### Texte source

-.-.-

(The River Between, 1965)
Traduction : Julie Senghor. Langue d’origine : Anglais
⭐⭐⭐⭐⭐
Ce que raconte ce roman :
Au pays Kikuyu, une rivière coule entre deux collines. Waiyaki souhaite combiner les traditions de son people, les Kikuyu, avec l’éducation qui peuvent fournir le missionnaires, arrivés récemment dans cette région enclavée. Tiraillé entre deux mondes, deux façons de voir le monde, et accusé par les deux champs adverses, Waiyaki va devoir composer avec une société qui ne semble prête à trouver une nouvelle voie vers le futur.
Est-ce que l’équidistance est le chemin ?
‘The River Between’, le merveilleux chef d’œuvre de Ngugi Wa Thiong’o, a été écrit en anglais et sous le nom de plume de James Ngugi, c’est un de ses premiers romans. Petit à petit, Ngugi s’est montré de plus en plus critique avec le colonialisme. Il a récupéré son nom Kikuyu et il a changé l’Anglais par le Kikuyu comme à langue d’écriture. Peut-être la position mesurée du personnage central l’interprèterait comme trop timide maintenant ? Après connaître un peu l’évolution de l’auteur dans ses positions, la question peut se poser.
En effet, Waiyaki va s’opposer partiellement à son people et faire siennes certains principes de l’homme blanc (notamment l’éducation et le rapport à la circoncision). Il va essayer de trouver sa voie, navigant entre ces deux champs. Il va essayer de se maintenir dans cette rivière, qui se trouve juste au milieu de ces deux mondes. Mais va-t-il réussir à montrer ce chemin aux uns et aux autres ?

-.-.-

### Liste

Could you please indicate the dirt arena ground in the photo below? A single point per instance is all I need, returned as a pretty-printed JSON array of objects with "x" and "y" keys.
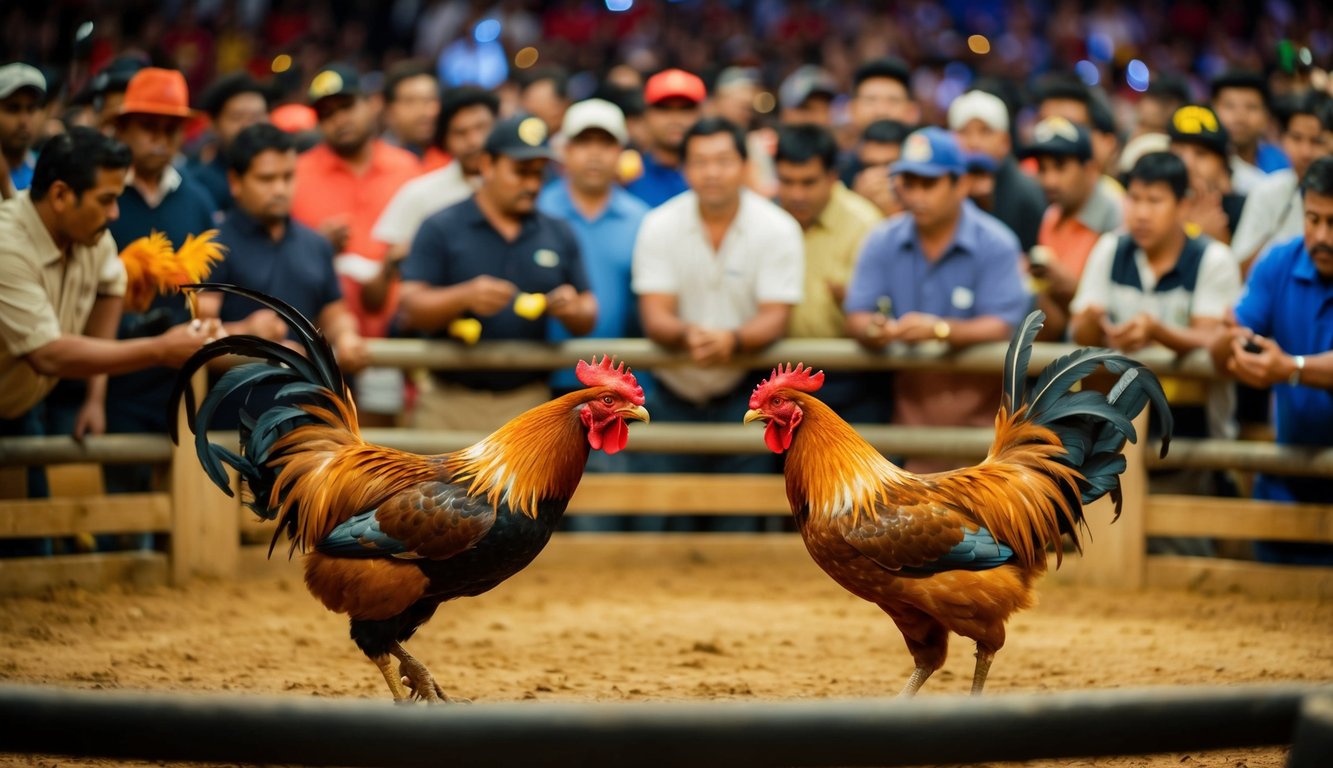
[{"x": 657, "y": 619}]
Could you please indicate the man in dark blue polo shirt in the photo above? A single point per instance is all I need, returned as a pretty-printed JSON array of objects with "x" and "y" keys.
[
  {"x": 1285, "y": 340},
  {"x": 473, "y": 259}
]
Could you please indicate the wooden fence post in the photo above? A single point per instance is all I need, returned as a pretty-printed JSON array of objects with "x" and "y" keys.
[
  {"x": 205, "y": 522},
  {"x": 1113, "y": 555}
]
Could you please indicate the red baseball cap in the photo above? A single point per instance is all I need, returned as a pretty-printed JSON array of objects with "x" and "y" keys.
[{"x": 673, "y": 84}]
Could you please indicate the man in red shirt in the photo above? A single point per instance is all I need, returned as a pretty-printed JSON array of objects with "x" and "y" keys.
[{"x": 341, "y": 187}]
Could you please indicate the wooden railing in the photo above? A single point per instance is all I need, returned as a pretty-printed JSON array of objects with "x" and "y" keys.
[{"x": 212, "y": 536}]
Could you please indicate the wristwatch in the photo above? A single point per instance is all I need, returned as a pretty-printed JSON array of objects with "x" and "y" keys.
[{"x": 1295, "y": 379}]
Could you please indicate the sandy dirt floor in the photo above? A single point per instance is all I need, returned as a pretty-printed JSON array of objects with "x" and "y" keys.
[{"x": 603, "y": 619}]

-.-.-

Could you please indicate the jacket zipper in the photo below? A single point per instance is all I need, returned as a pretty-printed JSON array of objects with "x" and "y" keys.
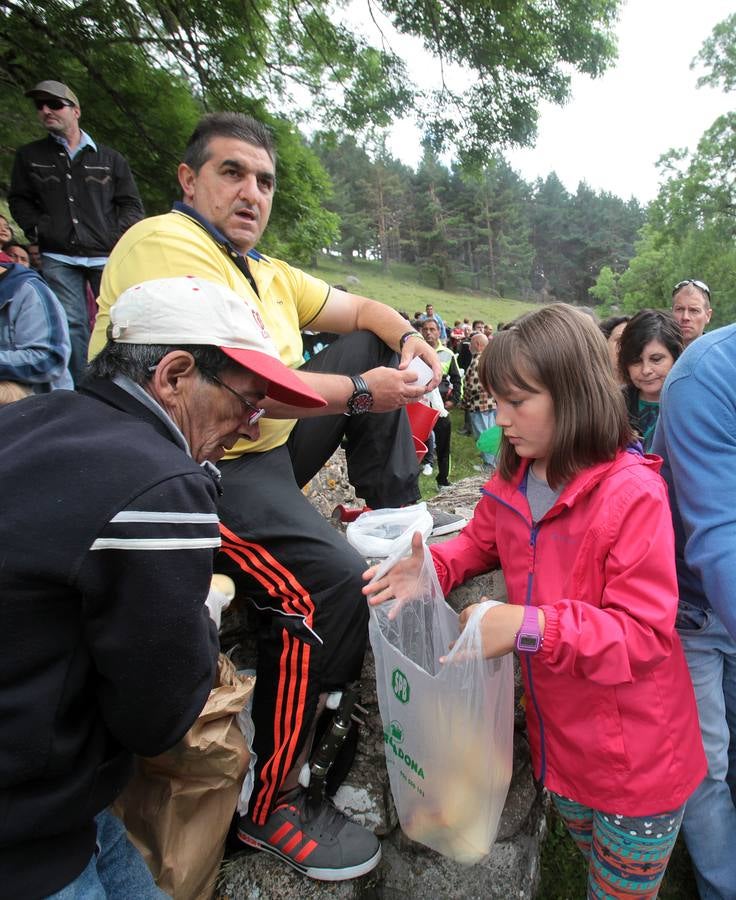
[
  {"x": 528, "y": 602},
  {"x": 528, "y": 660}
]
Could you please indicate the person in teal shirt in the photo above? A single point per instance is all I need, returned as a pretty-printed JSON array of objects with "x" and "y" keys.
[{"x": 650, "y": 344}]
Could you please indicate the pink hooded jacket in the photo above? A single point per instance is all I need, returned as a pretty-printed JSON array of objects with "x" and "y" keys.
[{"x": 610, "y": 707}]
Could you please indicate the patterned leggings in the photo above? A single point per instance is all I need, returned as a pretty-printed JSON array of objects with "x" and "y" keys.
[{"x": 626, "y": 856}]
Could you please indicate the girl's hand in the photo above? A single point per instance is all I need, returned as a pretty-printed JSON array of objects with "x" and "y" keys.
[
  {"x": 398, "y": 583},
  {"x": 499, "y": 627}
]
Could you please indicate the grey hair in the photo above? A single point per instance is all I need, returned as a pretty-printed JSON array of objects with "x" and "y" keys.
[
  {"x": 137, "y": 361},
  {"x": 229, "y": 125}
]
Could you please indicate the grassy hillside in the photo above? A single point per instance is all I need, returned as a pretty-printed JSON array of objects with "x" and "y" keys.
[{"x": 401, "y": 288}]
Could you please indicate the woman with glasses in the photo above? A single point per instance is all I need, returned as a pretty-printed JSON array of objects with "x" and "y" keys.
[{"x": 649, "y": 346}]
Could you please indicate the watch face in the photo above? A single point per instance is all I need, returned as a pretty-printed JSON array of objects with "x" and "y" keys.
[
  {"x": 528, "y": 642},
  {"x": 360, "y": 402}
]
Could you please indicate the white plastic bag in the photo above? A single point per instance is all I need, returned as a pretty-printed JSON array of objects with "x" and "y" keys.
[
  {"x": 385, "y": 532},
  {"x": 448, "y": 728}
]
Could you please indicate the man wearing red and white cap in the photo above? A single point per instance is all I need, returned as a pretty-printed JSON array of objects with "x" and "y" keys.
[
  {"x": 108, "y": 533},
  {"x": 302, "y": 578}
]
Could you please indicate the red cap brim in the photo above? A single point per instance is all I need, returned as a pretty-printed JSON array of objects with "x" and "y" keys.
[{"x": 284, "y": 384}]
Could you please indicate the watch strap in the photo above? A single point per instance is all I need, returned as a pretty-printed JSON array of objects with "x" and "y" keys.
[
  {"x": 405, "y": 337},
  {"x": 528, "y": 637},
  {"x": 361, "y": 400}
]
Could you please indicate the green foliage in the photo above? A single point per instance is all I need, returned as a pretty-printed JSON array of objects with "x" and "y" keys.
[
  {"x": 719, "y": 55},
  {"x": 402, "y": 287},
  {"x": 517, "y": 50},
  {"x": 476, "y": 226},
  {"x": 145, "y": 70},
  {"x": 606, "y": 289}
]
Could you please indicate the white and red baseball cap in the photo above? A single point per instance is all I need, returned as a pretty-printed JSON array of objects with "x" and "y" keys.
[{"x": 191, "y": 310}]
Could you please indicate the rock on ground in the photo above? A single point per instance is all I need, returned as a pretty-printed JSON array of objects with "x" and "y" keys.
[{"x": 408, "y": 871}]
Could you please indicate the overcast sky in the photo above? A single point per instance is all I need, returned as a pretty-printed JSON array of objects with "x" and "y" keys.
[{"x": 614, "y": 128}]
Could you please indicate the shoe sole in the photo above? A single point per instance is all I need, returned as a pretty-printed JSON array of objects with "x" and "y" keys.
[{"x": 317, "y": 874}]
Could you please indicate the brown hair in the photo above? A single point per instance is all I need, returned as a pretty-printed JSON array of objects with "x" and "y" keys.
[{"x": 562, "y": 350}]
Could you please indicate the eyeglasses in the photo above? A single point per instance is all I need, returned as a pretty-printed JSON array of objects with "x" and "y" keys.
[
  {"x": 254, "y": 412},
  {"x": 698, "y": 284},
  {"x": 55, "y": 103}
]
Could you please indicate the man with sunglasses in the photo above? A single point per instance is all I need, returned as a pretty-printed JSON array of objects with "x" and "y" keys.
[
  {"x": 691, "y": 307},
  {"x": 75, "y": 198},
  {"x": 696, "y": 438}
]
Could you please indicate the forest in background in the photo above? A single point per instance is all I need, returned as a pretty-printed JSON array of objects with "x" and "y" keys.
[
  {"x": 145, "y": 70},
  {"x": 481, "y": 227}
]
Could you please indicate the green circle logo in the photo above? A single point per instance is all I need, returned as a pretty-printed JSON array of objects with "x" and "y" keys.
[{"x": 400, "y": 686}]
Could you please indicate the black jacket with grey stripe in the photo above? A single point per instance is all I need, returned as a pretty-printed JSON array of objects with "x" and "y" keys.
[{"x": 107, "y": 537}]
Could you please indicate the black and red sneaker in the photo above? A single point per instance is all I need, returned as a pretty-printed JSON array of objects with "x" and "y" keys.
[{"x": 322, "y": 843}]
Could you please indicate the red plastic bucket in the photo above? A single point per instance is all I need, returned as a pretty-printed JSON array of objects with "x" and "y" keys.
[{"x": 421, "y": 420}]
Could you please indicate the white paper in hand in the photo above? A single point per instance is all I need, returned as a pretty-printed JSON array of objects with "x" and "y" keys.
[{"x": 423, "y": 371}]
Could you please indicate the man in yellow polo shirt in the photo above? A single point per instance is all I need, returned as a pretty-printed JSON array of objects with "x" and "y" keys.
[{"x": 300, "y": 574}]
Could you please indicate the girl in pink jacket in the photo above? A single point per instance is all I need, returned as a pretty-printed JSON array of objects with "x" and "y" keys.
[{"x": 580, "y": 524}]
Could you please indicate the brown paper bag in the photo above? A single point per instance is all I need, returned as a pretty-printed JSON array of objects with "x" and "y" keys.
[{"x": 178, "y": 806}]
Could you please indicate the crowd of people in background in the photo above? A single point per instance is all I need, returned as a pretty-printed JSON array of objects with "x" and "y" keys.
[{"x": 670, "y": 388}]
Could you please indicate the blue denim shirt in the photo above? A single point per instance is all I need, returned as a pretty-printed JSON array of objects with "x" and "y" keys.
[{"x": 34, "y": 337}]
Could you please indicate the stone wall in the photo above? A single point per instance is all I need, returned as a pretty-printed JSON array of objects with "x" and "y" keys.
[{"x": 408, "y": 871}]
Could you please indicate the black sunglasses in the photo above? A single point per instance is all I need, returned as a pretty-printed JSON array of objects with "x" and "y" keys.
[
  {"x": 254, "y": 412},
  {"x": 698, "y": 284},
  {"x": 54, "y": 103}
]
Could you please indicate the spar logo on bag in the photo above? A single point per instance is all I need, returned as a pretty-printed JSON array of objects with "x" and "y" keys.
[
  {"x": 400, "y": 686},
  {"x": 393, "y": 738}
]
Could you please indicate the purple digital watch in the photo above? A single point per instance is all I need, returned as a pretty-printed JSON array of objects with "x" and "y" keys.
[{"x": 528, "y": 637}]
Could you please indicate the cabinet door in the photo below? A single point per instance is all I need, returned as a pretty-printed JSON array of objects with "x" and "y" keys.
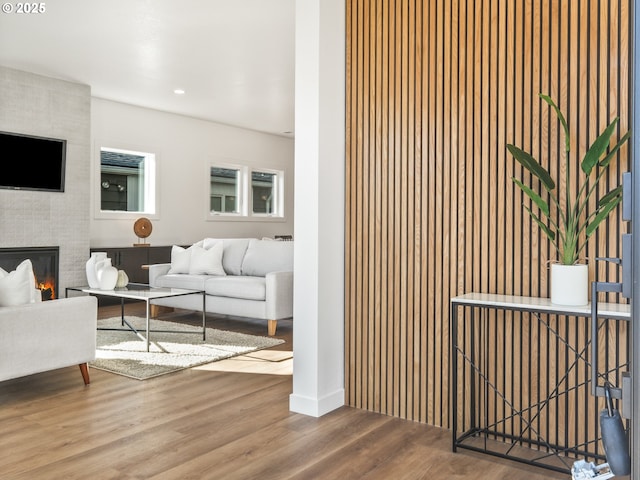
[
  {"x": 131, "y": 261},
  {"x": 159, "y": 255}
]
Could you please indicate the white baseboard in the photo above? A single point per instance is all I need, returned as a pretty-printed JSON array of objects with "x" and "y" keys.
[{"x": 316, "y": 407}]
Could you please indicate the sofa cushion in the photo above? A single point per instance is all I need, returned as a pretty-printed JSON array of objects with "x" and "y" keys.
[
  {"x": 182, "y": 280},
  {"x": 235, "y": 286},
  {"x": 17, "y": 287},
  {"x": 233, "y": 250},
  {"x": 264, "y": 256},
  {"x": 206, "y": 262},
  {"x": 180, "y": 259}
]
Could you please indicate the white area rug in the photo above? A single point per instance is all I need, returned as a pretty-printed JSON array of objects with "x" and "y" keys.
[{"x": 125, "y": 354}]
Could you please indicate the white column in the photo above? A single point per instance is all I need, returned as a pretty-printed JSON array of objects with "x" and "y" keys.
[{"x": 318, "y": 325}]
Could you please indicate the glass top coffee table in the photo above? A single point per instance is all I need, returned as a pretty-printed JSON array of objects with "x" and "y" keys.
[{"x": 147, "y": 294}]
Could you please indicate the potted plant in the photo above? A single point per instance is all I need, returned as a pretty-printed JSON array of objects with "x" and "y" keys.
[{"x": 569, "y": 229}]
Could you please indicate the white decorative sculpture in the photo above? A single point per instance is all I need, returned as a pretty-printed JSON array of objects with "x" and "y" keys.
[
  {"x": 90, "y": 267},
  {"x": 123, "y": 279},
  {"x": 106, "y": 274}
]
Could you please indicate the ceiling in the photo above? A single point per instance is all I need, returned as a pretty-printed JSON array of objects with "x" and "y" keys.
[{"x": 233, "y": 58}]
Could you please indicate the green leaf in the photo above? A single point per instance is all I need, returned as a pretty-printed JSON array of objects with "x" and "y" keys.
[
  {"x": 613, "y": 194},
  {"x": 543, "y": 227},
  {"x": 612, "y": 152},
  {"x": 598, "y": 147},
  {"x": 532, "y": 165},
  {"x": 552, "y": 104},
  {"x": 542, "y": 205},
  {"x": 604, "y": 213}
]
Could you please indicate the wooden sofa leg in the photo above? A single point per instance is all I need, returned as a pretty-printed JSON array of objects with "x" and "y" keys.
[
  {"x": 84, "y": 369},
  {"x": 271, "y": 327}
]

-.-.-

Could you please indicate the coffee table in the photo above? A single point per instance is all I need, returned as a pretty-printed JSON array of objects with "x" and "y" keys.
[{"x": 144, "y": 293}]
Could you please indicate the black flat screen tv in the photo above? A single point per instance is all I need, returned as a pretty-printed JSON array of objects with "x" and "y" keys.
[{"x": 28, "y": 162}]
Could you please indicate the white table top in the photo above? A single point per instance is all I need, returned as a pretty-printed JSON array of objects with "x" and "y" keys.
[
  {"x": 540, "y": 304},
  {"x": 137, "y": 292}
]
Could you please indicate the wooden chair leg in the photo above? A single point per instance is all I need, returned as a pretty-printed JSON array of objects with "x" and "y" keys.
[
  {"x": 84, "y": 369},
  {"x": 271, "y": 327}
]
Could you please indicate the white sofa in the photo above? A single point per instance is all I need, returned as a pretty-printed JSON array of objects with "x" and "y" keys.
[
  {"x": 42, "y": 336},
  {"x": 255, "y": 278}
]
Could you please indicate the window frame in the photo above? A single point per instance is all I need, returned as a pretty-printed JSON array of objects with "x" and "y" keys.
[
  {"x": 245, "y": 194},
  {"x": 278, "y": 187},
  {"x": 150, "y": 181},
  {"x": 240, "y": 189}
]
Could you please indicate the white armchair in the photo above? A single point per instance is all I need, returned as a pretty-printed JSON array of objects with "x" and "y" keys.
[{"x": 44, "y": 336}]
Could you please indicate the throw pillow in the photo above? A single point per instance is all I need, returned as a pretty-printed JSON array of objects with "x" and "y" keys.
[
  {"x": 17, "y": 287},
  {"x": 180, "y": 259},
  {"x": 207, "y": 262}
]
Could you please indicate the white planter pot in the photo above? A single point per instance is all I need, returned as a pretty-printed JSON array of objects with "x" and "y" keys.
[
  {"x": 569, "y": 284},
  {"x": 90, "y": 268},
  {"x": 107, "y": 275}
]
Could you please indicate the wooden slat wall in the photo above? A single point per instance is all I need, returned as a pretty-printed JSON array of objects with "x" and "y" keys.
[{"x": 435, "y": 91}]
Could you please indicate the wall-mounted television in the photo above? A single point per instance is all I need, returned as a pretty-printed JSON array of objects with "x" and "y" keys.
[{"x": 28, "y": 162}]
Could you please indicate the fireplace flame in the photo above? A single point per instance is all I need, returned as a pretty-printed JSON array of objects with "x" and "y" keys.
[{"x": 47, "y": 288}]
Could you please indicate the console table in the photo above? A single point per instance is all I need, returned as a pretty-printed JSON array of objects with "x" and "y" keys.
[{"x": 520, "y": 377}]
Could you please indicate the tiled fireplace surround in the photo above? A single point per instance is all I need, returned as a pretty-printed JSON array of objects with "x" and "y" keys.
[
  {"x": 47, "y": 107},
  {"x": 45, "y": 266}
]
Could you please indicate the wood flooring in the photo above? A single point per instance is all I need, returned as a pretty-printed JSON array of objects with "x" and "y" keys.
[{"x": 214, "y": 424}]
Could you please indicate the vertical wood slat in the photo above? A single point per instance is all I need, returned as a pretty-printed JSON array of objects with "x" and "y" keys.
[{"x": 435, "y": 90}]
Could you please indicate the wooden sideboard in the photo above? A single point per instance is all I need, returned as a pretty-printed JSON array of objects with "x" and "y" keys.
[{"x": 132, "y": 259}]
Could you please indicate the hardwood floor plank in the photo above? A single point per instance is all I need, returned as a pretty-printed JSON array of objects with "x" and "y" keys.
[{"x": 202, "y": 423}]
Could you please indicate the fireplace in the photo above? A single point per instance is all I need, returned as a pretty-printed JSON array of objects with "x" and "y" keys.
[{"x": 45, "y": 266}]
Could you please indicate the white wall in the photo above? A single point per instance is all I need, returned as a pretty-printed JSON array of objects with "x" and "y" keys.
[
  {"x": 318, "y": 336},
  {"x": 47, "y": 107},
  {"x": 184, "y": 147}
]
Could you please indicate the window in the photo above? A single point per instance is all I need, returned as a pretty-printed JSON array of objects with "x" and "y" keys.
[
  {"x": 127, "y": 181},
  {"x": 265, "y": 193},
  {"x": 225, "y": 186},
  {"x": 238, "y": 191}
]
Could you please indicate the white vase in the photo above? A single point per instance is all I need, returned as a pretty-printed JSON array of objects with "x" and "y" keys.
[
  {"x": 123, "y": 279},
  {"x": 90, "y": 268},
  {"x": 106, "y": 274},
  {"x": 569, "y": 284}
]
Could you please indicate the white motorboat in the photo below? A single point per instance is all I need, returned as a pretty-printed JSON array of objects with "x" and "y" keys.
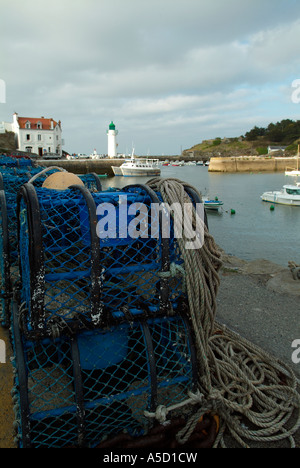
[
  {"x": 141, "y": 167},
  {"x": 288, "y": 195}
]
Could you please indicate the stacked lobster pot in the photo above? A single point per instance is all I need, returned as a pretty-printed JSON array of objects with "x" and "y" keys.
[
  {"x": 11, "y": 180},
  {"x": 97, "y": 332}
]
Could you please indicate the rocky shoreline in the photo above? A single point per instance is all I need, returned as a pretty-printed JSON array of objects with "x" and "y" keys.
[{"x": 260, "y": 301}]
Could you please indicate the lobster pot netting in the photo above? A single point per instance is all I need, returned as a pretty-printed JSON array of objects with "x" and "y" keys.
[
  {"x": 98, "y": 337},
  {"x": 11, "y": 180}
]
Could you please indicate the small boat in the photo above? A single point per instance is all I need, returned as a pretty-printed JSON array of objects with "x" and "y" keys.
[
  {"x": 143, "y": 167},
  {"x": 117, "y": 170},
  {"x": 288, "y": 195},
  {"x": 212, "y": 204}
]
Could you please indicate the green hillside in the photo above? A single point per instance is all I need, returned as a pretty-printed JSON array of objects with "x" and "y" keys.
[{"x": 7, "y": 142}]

-.-.-

### Consigne
Reprenez la critique du roman The River Between et poursuivez-la à partir de sa dernière phrase.

### Résultat
En tout cas, The river between, même s’il peut être vu comme un roman un peu simpliste vis-à-vis du conflit colonial, reste d’une poésie et d’un charme indéniable. Tout est là pour faire de ce livre un sommet de la littérature africaine. Le décor, la métaphore de la rivière, des séquences d’un pouvoir visuel stupéfiant. Les personnages sont simples mais très marqués, chacun symbolisant une position par rapport au conflit. Même l’histoire d’amour avec des tonalités de Romeo et Juliette (Bien sur les amants appartiennent à des clans rivaux) est développée avec peu de mots, avec une sensibilité sobre mais puissante. C’est seulement au milieu des deux collines, sur le rivage du fleuve, que l’amour pourrait dépasser toutes les distances imposées par la société.
Le roman traite sujets de grand complexité et difficulté (Le circoncision féminine, le racisme, le sexisme, le colonialisme) avec une grande délicatesse et intelligence, sans jamais tomber dans l’éducatif, et sans dénigrer ou renier aucune des positions possibles. Un maître.
‘La rivière de la vie’ est encore une autre traduction du titre en français complètement à côté de la plaque, où on perd toute la métaphore du titre original ‘The River Between’ : Les deux côtés affrontés de la tribu, chacun dans un côté de la rivière, et l’équidistance du personnage central, s’appropriant de l’espace au milieu.
Très facile à lire, récit linéaire sans trop des intentions ou éléments cachés. Sublime en toute simplicité.
Citation :
“A savior had come. He had opened the eyes of the people. He had awakened the sleeping lions. They would now roar, roar to victory.” (« Un sauveur était venu. Il avait ouvert les yeux du peuple. Il avait éveillé les lions dormants. Maintenant ils allaient rougir, rougir jusqu’à la victoire. » Traduction improvisée)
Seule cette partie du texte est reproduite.